__Document__.
In 1587, he published the first of nine books of madrigals. This remarkable run was capped by his appointment at the Court of Mantua in 1592, initially as a viol player.
Monteverdi married one of the court singers, Claudia de Cataneis, by whom he had two sons and a daughter.
By the time he was appointed maestro di cappella at Mantua in 1601, Monteverdi was widely recognised as a distinguished composer, a reputation further enhanced by the publication of his Fourth and Fifth Book of Madrigals in 1603 and 1605.
Monteverdi’s period in Venice proved a fitting climax to his career. In 1619 he published his Seventh Book of Madrigals, which further developed the harmonic audacity of his previous volumes, while in 1624 his hybrid entertainment, Il Combattimento di Tancredi e Clorinda, created a sensation at its premiere.
Sadly, not all of Monteverdi’s finest music survived. Only one trio of his 1630 opera Proserpina Rapita is extant, and the Gloria is all that remains of a 1631 Mass of Thanksgiving written specifically for St Mark’s.
He might well have laid his operatic pen down for ever had it not been for the opening of the first public opera houses in Venice in 1637 for which he wrote three final masterpieces: Il Ritorno d’Ulisse in patria (1640), Le Nozze d’Enea con Lavinia (1641, lost) and L’Incoronazione di Poppea (1642).
Monteverdi died the following year and was laid to rest in the church of the Frari in Venice.
Did you know?
Monteverdi’s opera L’Orfeo told the mythical tale of Orpheus – a musician who, when his wife Euridice died, went down to Hades, the land of the dead, to try to get her back. It was a tale to which composers would return time and time again.
Classic FM
“A towering masterpiece…at once intimate and grand, prayerful and dramatic, exalted and sensual. Monteverdi’s rarely performed 1610 Vespers of the Blessed Virgin offers up a dizzying array of textures and sonorities in brilliant instrumental writing, opulent choruses, and moving solo arias and duets.” – Jane Glover, conductor
Claudio Monteverdi: Vespers
Claudio Monteverdi’s Vespers have certainly stood the test of time. For music to survive four hundred years and to remain popular is not only quite remarkable but also testament to its innate quality.

__Goal A__.
Rewrite every line of the entry below, request included, and adjust each x and y pixel coordinate in its answer by -120. Leave the picture out of your output.

__Entries supplied__.
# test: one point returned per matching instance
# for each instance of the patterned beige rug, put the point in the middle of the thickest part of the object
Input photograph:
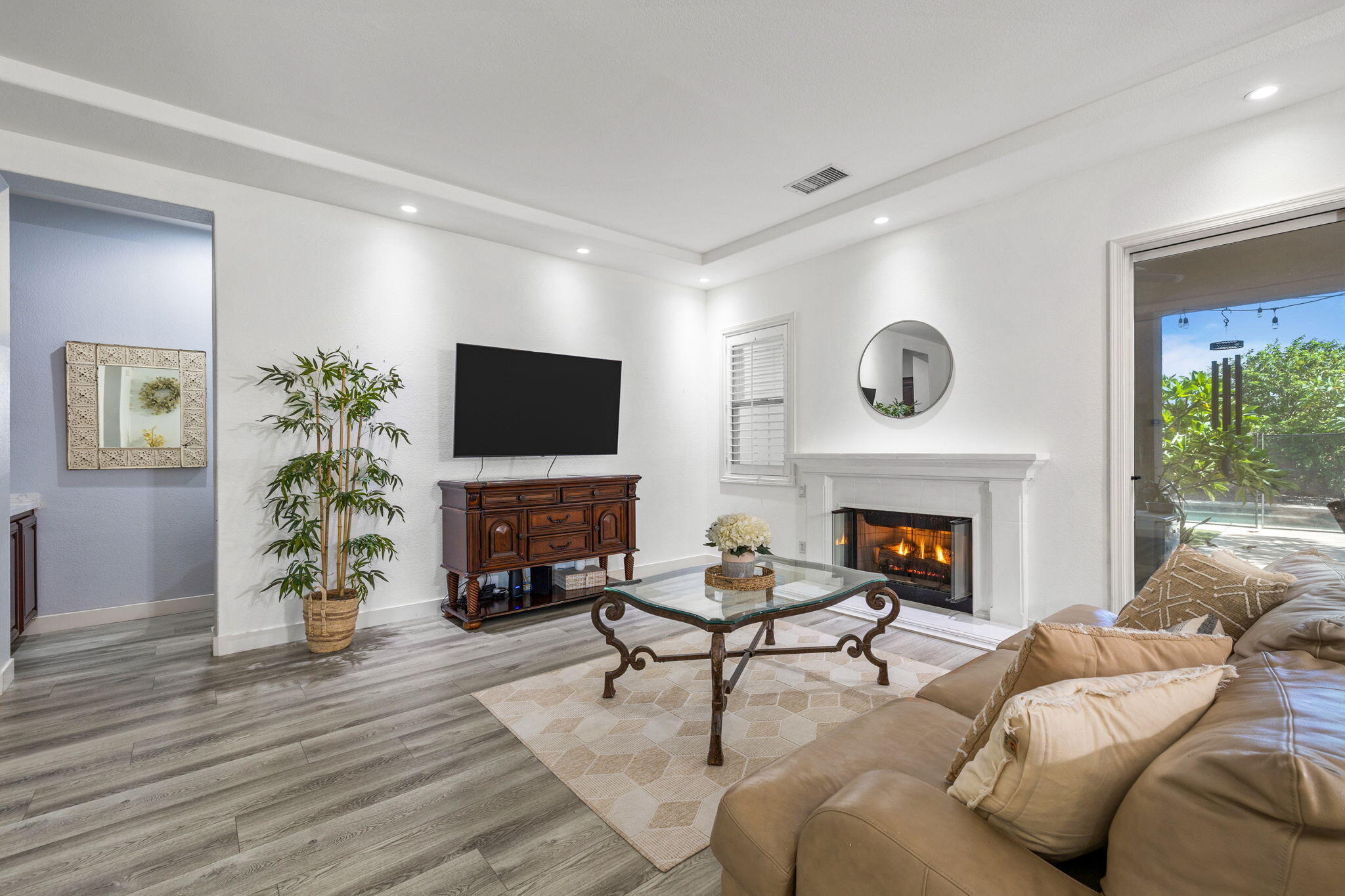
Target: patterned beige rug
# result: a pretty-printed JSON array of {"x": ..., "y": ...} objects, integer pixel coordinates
[{"x": 639, "y": 759}]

__Goal B__.
Take the passage on Monteverdi further, starting right after its last sentence.

__Answer A__.
# test: one point returned per matching instance
# for each instance of the patterned beige rug, put the point in the middle of the thickest part of the object
Input photograph:
Target: patterned beige rug
# result: a pretty-printed JSON array of {"x": ..., "y": ...} objects, integer pixel coordinates
[{"x": 519, "y": 639}]

__Answer B__.
By 1610, Monteverdi was a married forty-something working very successfully at the court of Vincenzo I in Mantua. He was a singer, a viol player (or gambist to give it its slightly more attractive epithet) and, for the previous eight years, had been a court composer, too. Three years earlier Monteverdi had composed what is acknowledged to be one of the first ever operas, L’Orfeo. Basically, he was riding about as high as a young composer and musician could in those days. But by the sound of his famously far-reaching Vespers, it might not have been quite enough for him…
There is roughly an hour and a half of evening hymns in the Vespers of the Blessed Virgin 1610 (to give them their full name) and, as such, they are probably the biggest thing in sacred music the other side of Bach. It’s very possible that the whole ambitious work was written as a sort of audition piece for another court, because Monteverdi was keen to move on. If that was the case, then it might have worked; he transferred to a prestigious new job at St Mark’s in Venice less than three years later.
Classic FM
The Canadian-born soprano Cecilia Osmond is heard frequently as a soloist and as a member of elite vocal ensembles, such as The Cardinall’s Musick and The Tallis Scholars. She was educated at St Paul’s Girls’ School and Trinity College,
Cambridge. During her postgraduate study at the Royal Academy of Music she was awarded the Silver Medal of the Worshipful Company of Musicians.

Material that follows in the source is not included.